# [Work to complete]
State how many lines of the data below contain the string "region". Give only the number.

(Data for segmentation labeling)

====================

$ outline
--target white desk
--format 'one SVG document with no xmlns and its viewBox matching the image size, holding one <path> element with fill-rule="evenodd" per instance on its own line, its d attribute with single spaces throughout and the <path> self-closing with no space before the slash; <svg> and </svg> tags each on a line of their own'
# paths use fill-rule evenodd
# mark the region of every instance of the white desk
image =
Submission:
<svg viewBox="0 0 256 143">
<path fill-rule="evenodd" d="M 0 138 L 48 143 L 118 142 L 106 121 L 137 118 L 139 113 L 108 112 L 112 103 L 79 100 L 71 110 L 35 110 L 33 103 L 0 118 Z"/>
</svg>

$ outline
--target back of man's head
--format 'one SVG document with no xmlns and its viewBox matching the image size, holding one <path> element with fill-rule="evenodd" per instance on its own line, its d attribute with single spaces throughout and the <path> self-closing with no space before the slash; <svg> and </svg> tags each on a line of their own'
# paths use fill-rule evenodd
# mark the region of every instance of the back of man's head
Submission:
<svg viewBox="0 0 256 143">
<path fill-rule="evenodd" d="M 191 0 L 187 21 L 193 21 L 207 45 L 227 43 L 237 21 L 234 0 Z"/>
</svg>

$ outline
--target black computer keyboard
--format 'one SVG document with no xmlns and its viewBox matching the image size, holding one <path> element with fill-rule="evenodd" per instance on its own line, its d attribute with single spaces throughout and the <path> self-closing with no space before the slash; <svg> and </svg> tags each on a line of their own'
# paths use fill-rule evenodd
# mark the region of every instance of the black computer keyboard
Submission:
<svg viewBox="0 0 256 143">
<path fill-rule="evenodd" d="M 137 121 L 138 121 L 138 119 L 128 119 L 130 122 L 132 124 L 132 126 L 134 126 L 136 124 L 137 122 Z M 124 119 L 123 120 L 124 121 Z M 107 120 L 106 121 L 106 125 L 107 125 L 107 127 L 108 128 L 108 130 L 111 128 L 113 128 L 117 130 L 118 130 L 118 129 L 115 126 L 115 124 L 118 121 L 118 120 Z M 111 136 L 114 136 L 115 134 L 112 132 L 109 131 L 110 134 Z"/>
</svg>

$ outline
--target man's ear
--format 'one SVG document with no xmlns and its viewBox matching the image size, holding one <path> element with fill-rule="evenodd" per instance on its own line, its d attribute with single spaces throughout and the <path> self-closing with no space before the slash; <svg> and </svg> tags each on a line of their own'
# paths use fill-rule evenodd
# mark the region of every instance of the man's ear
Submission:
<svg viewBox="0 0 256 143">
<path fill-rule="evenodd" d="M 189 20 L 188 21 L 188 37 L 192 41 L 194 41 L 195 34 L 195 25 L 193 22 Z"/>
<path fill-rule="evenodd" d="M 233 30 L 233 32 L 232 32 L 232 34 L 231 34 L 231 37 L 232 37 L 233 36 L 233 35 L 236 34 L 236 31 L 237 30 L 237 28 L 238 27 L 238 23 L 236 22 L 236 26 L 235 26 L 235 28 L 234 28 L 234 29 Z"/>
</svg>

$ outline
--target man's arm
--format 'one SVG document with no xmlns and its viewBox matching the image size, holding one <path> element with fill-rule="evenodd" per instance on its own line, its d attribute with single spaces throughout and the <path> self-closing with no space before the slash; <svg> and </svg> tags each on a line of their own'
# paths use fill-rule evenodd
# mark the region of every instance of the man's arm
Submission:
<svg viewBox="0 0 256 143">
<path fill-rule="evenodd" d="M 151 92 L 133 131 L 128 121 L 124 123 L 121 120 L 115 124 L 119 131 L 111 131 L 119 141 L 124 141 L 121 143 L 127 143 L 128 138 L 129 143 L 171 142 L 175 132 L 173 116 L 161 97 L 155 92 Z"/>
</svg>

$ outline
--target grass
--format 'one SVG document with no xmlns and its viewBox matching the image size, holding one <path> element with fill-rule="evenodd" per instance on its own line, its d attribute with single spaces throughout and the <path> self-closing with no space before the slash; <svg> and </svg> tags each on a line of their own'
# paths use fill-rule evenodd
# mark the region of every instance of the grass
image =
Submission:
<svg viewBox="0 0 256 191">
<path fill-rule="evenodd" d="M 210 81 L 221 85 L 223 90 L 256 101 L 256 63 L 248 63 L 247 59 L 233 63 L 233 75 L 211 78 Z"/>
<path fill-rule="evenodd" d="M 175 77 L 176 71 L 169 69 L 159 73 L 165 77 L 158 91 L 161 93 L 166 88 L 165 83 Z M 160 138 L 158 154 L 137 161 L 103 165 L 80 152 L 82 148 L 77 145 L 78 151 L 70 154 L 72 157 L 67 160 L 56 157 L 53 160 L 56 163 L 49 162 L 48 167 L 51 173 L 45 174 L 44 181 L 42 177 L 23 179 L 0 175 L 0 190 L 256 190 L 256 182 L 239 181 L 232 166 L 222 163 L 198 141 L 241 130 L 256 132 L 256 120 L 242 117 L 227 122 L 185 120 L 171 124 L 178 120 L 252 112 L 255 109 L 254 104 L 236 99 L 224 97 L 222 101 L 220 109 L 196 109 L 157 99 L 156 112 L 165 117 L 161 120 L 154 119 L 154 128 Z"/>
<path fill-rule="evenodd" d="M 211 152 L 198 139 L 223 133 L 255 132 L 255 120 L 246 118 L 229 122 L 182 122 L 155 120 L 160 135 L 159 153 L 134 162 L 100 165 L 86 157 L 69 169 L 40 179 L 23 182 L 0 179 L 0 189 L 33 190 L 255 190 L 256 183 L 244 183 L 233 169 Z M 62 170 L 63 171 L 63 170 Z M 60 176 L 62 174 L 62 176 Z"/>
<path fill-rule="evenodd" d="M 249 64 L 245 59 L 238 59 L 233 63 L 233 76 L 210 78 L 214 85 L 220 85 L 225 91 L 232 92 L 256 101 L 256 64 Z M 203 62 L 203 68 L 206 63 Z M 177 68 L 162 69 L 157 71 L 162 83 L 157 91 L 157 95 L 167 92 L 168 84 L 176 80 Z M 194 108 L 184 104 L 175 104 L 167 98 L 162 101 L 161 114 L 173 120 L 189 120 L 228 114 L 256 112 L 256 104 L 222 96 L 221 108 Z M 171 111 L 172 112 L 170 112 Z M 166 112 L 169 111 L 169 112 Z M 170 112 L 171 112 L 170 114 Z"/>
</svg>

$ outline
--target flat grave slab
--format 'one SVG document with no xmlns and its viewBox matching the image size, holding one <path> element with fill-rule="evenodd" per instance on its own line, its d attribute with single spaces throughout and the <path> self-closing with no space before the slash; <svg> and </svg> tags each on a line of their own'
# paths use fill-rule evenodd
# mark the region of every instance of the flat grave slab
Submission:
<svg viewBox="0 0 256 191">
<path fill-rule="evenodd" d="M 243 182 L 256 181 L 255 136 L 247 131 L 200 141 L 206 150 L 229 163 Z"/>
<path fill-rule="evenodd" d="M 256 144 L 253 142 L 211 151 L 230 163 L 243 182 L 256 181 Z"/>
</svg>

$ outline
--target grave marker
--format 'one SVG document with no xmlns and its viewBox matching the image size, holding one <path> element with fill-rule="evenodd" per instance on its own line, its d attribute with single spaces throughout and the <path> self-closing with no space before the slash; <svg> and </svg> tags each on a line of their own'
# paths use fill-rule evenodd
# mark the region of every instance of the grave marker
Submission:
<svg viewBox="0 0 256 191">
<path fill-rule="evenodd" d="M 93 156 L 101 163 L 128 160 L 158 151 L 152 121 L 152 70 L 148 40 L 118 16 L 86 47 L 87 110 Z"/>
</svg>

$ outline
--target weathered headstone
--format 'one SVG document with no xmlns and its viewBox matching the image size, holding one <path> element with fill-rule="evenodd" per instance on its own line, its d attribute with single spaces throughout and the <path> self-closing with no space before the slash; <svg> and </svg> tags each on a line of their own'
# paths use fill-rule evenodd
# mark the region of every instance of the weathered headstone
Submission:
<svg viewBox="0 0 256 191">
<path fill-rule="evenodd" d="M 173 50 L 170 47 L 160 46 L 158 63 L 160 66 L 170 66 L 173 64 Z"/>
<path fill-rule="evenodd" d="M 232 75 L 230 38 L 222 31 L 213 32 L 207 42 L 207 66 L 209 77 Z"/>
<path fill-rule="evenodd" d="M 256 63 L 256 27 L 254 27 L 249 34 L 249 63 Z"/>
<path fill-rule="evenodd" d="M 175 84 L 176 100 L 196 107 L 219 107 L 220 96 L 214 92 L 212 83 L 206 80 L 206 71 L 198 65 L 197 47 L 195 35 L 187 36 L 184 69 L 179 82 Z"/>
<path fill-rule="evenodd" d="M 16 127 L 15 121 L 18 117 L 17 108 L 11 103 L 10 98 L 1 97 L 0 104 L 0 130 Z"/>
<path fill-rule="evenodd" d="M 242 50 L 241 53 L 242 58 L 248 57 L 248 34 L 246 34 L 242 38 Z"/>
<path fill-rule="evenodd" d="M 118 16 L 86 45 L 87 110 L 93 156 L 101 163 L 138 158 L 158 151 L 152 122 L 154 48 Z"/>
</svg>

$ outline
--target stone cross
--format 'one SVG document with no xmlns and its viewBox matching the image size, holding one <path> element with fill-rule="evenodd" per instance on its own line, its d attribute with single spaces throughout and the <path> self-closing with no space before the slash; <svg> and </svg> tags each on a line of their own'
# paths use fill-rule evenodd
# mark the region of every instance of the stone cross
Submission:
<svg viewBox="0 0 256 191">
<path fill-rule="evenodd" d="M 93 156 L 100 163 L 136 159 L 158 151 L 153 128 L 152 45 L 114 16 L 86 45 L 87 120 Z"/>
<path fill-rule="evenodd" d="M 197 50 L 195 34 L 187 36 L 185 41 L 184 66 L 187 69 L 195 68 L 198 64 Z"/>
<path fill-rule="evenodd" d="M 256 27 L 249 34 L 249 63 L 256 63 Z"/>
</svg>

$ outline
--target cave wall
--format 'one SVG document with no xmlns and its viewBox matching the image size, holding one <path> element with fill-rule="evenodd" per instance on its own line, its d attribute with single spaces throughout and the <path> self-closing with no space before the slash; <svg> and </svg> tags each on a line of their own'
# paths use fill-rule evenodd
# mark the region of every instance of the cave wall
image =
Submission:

====================

# [Finished answer]
11